## Set exercise
Report every line of the records below that contains the string "road", copying each line in full. Case counts, so a line matches only if the letters have the same capitalization.
——
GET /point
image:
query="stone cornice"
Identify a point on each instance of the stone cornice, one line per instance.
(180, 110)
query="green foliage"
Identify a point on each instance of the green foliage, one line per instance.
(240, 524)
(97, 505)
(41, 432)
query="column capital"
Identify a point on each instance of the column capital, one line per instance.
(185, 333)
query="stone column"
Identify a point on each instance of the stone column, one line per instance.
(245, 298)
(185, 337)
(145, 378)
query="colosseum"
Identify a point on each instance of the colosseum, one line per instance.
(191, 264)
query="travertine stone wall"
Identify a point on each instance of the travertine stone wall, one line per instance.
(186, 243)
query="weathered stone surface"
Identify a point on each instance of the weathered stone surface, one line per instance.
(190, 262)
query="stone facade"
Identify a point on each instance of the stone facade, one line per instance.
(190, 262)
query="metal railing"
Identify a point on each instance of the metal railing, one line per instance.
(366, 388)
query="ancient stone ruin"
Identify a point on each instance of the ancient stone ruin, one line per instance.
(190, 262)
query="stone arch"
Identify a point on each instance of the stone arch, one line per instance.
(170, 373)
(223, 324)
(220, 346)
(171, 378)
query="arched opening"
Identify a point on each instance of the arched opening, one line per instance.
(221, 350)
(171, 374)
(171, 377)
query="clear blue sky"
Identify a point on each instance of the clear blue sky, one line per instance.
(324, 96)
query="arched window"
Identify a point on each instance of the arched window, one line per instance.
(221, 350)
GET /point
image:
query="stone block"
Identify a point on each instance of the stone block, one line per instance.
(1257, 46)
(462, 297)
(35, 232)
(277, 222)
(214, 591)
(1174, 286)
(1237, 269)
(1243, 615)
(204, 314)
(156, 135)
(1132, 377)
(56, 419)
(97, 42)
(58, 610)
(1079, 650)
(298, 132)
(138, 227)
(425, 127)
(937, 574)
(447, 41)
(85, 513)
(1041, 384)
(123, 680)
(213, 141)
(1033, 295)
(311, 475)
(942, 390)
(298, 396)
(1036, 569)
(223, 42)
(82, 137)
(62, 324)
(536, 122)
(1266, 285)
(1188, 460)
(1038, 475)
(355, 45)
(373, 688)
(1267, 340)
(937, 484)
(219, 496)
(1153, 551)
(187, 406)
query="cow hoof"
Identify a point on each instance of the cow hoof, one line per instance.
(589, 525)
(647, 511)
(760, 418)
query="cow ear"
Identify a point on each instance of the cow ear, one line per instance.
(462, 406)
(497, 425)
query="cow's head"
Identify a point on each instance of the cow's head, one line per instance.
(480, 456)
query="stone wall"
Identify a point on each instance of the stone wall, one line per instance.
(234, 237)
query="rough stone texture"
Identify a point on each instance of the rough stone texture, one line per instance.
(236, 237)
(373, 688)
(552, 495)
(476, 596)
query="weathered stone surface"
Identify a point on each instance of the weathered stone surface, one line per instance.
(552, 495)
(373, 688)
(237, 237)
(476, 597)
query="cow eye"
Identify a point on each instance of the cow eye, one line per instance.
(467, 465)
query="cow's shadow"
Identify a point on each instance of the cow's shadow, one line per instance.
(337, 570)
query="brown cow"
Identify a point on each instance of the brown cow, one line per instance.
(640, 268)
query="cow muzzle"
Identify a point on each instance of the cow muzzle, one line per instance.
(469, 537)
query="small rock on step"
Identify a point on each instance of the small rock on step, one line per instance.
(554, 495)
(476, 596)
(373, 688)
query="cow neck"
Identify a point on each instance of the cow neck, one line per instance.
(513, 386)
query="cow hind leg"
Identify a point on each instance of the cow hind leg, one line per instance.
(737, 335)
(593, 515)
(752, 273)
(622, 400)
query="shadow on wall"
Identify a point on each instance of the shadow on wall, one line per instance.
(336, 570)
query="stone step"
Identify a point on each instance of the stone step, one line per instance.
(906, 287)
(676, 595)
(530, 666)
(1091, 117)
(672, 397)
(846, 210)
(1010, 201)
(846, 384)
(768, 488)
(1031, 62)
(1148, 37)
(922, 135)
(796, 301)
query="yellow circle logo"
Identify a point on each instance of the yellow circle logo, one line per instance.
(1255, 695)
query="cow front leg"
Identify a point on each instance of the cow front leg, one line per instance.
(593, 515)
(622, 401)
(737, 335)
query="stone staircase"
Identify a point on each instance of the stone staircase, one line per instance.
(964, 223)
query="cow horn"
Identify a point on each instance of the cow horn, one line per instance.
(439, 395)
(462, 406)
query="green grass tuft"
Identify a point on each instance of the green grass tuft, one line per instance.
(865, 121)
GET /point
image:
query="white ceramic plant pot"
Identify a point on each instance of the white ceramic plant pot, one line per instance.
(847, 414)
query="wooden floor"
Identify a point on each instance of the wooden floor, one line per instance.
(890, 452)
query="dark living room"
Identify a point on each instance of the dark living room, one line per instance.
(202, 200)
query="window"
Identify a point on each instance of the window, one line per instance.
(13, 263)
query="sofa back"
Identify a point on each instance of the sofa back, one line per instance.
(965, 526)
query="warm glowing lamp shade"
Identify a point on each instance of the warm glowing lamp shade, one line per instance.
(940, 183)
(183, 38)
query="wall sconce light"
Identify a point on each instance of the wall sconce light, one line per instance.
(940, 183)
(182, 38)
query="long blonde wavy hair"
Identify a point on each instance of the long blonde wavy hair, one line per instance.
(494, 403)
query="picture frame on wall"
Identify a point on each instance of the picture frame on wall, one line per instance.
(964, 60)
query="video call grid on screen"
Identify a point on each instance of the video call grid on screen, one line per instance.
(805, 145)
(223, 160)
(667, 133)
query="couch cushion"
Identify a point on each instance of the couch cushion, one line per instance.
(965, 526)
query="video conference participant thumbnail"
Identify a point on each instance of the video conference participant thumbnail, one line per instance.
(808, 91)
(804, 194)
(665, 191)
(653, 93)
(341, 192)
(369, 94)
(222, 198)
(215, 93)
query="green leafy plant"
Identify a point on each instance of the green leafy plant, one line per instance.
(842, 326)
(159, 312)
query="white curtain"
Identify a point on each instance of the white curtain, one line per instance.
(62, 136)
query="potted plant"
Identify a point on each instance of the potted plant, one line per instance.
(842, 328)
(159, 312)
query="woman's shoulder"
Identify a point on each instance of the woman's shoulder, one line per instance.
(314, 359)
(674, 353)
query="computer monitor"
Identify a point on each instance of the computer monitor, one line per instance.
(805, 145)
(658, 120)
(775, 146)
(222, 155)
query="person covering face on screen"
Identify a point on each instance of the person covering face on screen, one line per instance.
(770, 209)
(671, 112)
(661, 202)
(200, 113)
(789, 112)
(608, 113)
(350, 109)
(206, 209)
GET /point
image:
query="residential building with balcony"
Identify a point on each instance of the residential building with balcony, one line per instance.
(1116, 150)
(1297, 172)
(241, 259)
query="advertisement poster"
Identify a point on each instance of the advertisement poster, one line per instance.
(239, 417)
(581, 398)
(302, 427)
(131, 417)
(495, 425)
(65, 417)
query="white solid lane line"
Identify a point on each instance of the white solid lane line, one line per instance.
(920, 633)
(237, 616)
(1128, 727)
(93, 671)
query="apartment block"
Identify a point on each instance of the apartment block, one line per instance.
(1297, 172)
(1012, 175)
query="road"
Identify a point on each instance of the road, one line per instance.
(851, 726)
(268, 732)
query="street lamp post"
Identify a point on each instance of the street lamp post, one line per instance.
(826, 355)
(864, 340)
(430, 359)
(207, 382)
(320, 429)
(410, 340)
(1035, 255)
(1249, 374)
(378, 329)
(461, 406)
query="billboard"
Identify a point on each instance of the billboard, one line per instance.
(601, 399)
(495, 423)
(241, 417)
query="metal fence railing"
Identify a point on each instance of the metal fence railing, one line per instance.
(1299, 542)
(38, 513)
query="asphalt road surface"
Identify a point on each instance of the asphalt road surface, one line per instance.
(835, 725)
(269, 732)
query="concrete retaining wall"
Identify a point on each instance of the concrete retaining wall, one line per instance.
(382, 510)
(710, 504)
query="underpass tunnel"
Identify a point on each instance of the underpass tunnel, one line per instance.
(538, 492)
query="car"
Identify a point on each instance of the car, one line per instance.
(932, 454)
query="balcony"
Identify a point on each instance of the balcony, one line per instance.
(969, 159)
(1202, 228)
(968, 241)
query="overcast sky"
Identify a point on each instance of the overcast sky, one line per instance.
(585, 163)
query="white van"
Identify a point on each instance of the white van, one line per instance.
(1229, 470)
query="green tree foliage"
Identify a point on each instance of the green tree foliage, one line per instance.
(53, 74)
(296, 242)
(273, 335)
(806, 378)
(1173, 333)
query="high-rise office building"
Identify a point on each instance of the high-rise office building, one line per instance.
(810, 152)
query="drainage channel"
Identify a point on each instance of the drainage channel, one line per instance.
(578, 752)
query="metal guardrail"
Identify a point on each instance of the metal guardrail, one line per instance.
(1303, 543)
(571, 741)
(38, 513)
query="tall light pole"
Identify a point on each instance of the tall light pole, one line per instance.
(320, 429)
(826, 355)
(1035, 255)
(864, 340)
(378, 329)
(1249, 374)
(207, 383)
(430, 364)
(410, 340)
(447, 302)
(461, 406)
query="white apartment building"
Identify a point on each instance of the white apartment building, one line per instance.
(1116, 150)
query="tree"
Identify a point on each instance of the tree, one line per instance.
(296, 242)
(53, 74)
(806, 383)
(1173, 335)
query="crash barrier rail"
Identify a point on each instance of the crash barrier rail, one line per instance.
——
## Correct answer
query="road"
Identify a point on each instance of the road, one line per instance.
query="asphalt road surface"
Identify a point on each instance of the asphalt road surface, one line per instance.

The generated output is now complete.